### Aşağıdakileri tamamlayın
A) Kıyamet konulu metinde medyaya yansıdığı belirtilen insan gruplarının hepsini sıralayın.
B) Kıyamet konulu metnin "İslam dini başta" sözleriyle başlayıp "insanlar medyaya yansımıştı." sözlerine kadar süren bölümünü, "milyonlarca" yerine "binlerce" koyarak yeniden yazın.
C) Kıyamet konulu metne göre aşağıdaki soruları yanıtlayın.
(i) Dünyanın bir sonu olduğunun başta hangi dinde söylendiği belirtiliyor?
(ii) Maya toplumunun takviminin son yılı olarak hangi yıl tespit edilmiş?

### Sayfa alıntısı
——

İslam dini başta olmak üzere hemen tüm inanç sistemlerinde dünyanın bir sonu olduğu söylenir ve yine tahminlere göre beklenen o büyük KIYAMET dediğimiz dünyanın son gününe çok az kaldı(!)
Hatta geçtiğimiz yıllarda Maya toplumunun takviminin son yılı olarak 2012 yılı tespit edilmiş ve milyonlarca kişi bu tarihte kıyamet kopacağına inanmış ve bekleyişe girmiş, intihar edenler, tüm mal varlıklarını satıp sığınak yapanlar veya zarar görmeyeceklerini düşündükleri yerlere kaçan insanlar medyaya yansımıştı.

——

### Verilen malzeme

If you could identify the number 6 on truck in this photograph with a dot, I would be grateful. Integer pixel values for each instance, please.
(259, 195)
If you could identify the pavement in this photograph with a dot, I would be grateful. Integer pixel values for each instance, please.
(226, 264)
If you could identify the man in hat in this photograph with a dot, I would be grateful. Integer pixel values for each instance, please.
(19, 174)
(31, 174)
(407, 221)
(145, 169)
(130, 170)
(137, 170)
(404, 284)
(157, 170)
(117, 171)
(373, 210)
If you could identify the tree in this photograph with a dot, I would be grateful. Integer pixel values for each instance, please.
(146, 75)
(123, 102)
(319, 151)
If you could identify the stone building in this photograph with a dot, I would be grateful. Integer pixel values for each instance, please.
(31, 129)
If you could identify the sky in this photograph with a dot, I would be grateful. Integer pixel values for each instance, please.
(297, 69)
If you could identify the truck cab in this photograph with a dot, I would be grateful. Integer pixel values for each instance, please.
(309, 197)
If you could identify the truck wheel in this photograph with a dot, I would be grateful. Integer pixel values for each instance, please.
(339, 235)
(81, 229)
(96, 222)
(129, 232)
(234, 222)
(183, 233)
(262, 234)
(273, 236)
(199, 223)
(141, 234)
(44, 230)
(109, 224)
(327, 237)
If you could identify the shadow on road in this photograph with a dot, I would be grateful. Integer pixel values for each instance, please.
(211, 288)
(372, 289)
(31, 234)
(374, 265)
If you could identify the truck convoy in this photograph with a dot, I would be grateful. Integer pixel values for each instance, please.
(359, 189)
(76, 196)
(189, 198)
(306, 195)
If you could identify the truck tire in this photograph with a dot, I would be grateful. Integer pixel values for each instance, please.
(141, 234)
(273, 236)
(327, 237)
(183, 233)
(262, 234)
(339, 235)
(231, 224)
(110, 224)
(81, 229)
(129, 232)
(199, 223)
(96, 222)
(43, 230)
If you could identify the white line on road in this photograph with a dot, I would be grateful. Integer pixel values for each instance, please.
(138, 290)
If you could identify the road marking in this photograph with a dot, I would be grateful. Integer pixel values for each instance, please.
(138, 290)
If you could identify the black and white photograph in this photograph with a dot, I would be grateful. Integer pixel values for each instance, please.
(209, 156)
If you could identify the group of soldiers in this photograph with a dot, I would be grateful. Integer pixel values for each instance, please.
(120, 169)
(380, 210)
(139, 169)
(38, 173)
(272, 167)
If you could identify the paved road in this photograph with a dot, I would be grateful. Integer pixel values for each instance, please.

——

### Sırasıyla yanıtlar
A)
- İntihar edenler
- Tüm mal varlıklarını satıp sığınak yapanlar
- Zarar görmeyeceklerini düşündükleri yerlere kaçan insanlar

B)
İslam dini başta olmak üzere hemen tüm inanç sistemlerinde dünyanın bir sonu olduğu söylenir ve yine tahminlere göre beklenen o büyük KIYAMET dediğimiz dünyanın son gününe çok az kaldı(!)
Hatta geçtiğimiz yıllarda Maya toplumunun takviminin son yılı olarak 2012 yılı tespit edilmiş ve binlerce kişi bu tarihte kıyamet kopacağına inanmış ve bekleyişe girmiş, intihar edenler, tüm mal varlıklarını satıp sığınak yapanlar veya zarar görmeyeceklerini düşündükleri yerlere kaçan insanlar medyaya yansımıştı.

C)
(i) İslam dininde.
(ii) 2012 yılı.